EXERCISE AIM
Reproduce the data below word for word, starting at the beginning and ending with the line that contains "<point>165,172</point>", and leave out any pictures.

DATASET ROWS
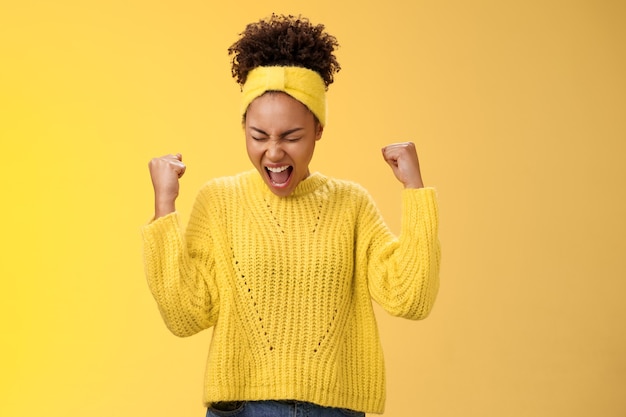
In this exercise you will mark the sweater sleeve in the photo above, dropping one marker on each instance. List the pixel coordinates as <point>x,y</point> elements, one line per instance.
<point>403,273</point>
<point>181,272</point>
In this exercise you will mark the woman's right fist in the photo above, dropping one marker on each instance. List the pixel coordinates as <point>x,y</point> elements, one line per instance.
<point>165,172</point>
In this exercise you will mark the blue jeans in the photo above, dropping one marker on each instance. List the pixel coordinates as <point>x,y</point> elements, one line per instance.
<point>277,409</point>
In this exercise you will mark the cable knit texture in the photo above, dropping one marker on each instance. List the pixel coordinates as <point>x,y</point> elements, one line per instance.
<point>288,281</point>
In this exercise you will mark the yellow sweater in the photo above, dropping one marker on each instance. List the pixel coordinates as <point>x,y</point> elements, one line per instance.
<point>288,282</point>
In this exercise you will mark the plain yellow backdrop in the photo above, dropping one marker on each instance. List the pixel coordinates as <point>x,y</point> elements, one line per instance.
<point>518,110</point>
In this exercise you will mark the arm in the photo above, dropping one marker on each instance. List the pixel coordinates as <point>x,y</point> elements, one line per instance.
<point>180,270</point>
<point>404,273</point>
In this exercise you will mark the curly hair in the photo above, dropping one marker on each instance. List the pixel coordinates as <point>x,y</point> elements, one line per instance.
<point>282,40</point>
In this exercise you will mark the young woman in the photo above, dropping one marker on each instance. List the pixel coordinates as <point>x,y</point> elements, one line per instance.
<point>282,262</point>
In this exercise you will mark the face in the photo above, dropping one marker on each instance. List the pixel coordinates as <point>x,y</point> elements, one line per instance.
<point>281,134</point>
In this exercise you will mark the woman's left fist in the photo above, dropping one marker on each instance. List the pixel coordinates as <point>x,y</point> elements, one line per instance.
<point>402,158</point>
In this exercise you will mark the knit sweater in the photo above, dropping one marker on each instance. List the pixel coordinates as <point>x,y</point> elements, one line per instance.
<point>287,283</point>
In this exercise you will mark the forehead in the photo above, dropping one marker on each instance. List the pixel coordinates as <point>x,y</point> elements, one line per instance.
<point>277,107</point>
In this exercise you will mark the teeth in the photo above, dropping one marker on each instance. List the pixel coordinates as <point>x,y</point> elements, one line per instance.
<point>279,169</point>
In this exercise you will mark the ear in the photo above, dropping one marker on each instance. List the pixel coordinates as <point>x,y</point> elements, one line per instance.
<point>320,130</point>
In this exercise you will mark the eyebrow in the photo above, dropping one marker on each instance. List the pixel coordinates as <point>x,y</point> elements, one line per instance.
<point>282,135</point>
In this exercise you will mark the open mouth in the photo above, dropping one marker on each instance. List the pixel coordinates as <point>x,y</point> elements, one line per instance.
<point>279,176</point>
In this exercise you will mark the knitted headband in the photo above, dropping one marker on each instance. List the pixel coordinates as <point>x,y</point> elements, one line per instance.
<point>303,84</point>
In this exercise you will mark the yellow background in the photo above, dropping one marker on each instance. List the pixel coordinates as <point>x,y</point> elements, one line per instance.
<point>518,109</point>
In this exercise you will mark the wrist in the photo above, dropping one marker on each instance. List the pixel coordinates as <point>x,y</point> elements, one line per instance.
<point>163,207</point>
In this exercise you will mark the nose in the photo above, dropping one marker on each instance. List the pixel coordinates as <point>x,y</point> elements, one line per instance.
<point>274,151</point>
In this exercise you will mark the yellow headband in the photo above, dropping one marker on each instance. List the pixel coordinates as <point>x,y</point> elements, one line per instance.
<point>303,84</point>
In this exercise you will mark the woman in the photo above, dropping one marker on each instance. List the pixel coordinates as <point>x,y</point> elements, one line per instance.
<point>283,262</point>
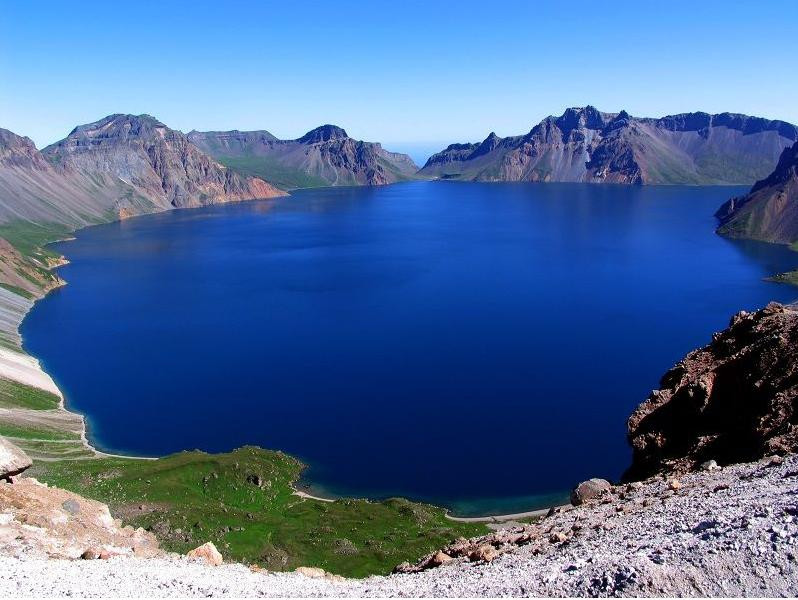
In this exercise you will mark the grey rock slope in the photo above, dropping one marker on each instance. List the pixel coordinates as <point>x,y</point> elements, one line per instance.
<point>322,157</point>
<point>769,212</point>
<point>733,400</point>
<point>584,144</point>
<point>120,166</point>
<point>730,532</point>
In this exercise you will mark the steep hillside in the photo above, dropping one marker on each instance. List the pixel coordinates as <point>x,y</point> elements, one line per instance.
<point>324,156</point>
<point>769,212</point>
<point>120,166</point>
<point>734,400</point>
<point>587,145</point>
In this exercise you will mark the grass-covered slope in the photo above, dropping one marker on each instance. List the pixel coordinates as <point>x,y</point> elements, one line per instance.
<point>243,502</point>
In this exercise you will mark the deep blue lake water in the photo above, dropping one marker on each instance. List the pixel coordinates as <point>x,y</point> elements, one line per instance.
<point>476,345</point>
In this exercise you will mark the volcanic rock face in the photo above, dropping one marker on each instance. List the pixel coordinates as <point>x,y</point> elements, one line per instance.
<point>324,156</point>
<point>734,400</point>
<point>120,166</point>
<point>585,144</point>
<point>769,212</point>
<point>45,522</point>
<point>12,460</point>
<point>159,163</point>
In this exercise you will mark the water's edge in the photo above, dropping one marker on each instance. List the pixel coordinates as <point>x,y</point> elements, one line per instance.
<point>302,487</point>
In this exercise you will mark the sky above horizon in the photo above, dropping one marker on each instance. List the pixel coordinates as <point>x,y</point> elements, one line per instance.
<point>413,75</point>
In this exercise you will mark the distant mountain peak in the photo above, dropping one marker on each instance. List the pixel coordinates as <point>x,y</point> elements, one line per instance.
<point>119,125</point>
<point>581,117</point>
<point>585,144</point>
<point>323,133</point>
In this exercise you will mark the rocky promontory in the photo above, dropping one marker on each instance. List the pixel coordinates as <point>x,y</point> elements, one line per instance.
<point>324,156</point>
<point>587,145</point>
<point>709,509</point>
<point>769,212</point>
<point>734,400</point>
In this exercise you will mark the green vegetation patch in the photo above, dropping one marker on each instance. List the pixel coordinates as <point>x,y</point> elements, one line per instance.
<point>29,238</point>
<point>273,171</point>
<point>243,502</point>
<point>18,395</point>
<point>17,431</point>
<point>790,277</point>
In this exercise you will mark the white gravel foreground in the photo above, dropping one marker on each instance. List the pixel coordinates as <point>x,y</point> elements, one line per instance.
<point>726,533</point>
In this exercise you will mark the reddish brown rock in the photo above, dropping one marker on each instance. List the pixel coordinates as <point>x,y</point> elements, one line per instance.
<point>208,553</point>
<point>731,401</point>
<point>592,489</point>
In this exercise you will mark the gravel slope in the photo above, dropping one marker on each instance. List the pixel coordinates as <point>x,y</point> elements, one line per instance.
<point>730,532</point>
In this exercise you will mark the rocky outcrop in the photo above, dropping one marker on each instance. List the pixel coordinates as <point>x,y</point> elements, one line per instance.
<point>208,553</point>
<point>12,459</point>
<point>38,521</point>
<point>160,164</point>
<point>325,156</point>
<point>587,145</point>
<point>589,490</point>
<point>769,212</point>
<point>734,400</point>
<point>721,532</point>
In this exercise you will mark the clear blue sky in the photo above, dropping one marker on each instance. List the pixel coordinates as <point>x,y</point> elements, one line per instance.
<point>424,73</point>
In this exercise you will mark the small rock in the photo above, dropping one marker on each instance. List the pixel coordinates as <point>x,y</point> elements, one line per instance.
<point>71,506</point>
<point>314,572</point>
<point>439,558</point>
<point>208,552</point>
<point>485,553</point>
<point>557,537</point>
<point>590,490</point>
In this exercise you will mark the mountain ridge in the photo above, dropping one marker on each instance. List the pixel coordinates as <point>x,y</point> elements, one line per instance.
<point>587,145</point>
<point>769,212</point>
<point>116,167</point>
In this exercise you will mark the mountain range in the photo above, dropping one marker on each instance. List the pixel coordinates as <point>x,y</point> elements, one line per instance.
<point>586,145</point>
<point>769,212</point>
<point>125,165</point>
<point>325,156</point>
<point>116,167</point>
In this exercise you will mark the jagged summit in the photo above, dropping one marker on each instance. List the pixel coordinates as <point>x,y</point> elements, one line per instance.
<point>323,133</point>
<point>586,144</point>
<point>324,156</point>
<point>769,212</point>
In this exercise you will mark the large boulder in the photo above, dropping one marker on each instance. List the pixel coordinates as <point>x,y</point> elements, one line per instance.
<point>208,553</point>
<point>12,460</point>
<point>41,521</point>
<point>735,400</point>
<point>592,489</point>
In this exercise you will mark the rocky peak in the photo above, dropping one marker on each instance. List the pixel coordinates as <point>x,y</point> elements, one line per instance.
<point>489,144</point>
<point>581,118</point>
<point>117,127</point>
<point>786,170</point>
<point>735,400</point>
<point>324,133</point>
<point>16,150</point>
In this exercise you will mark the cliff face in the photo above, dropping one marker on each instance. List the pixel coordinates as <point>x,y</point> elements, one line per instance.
<point>120,166</point>
<point>587,145</point>
<point>769,212</point>
<point>324,156</point>
<point>734,400</point>
<point>159,163</point>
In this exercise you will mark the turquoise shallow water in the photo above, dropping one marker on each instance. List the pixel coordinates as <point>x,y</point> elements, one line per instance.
<point>476,345</point>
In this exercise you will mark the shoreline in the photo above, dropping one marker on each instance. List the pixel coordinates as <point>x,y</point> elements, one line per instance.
<point>40,379</point>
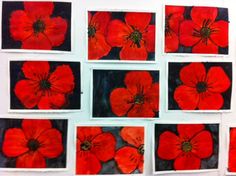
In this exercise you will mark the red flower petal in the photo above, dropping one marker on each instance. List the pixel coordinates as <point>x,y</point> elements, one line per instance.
<point>20,25</point>
<point>31,160</point>
<point>103,146</point>
<point>34,128</point>
<point>127,159</point>
<point>38,9</point>
<point>220,37</point>
<point>186,31</point>
<point>62,79</point>
<point>210,101</point>
<point>97,47</point>
<point>14,143</point>
<point>121,101</point>
<point>87,163</point>
<point>56,29</point>
<point>187,162</point>
<point>187,131</point>
<point>202,144</point>
<point>50,143</point>
<point>117,33</point>
<point>133,135</point>
<point>217,80</point>
<point>202,14</point>
<point>88,133</point>
<point>169,146</point>
<point>28,93</point>
<point>186,97</point>
<point>193,73</point>
<point>138,20</point>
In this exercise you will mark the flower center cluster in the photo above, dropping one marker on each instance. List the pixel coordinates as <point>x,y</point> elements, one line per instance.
<point>33,144</point>
<point>39,26</point>
<point>86,145</point>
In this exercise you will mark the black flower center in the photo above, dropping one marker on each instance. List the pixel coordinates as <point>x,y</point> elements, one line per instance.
<point>39,26</point>
<point>186,147</point>
<point>91,31</point>
<point>201,87</point>
<point>33,144</point>
<point>86,145</point>
<point>141,149</point>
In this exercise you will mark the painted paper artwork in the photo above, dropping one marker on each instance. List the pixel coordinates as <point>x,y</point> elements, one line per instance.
<point>36,25</point>
<point>33,144</point>
<point>109,150</point>
<point>186,147</point>
<point>121,36</point>
<point>199,86</point>
<point>45,85</point>
<point>125,93</point>
<point>196,29</point>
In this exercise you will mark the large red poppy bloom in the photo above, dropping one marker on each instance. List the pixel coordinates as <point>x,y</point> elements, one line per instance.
<point>97,30</point>
<point>173,16</point>
<point>140,98</point>
<point>34,27</point>
<point>200,89</point>
<point>33,143</point>
<point>93,147</point>
<point>192,144</point>
<point>131,157</point>
<point>42,88</point>
<point>203,33</point>
<point>136,36</point>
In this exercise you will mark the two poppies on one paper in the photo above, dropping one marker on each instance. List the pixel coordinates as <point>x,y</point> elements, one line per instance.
<point>186,146</point>
<point>44,85</point>
<point>36,25</point>
<point>110,150</point>
<point>196,29</point>
<point>121,35</point>
<point>32,143</point>
<point>125,93</point>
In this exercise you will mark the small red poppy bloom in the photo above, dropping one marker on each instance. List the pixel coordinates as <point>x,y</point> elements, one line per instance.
<point>140,98</point>
<point>173,16</point>
<point>42,88</point>
<point>34,27</point>
<point>33,143</point>
<point>136,36</point>
<point>131,157</point>
<point>192,144</point>
<point>204,33</point>
<point>97,30</point>
<point>200,89</point>
<point>93,147</point>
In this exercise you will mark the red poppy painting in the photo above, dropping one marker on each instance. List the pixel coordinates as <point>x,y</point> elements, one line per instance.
<point>186,146</point>
<point>121,36</point>
<point>196,29</point>
<point>45,85</point>
<point>200,86</point>
<point>109,150</point>
<point>33,143</point>
<point>36,25</point>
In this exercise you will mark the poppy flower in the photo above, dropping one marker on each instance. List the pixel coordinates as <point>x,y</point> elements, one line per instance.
<point>204,33</point>
<point>200,89</point>
<point>140,98</point>
<point>97,30</point>
<point>34,27</point>
<point>93,147</point>
<point>131,157</point>
<point>136,36</point>
<point>42,88</point>
<point>173,16</point>
<point>32,144</point>
<point>192,144</point>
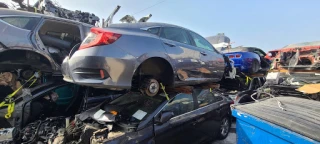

RIGHT ANSWER
In this exercise you will mark the sweater sleeve in the photo above, dropping one marker on each instance. List the pixel coordinates as <point>x,y</point> elements, one line per instance.
<point>403,273</point>
<point>181,272</point>
In this exercise you will mark the woman's right fist in the photo above, dropping one marker on each instance. List the pixel coordinates as <point>x,y</point> elements, one line per instance.
<point>165,172</point>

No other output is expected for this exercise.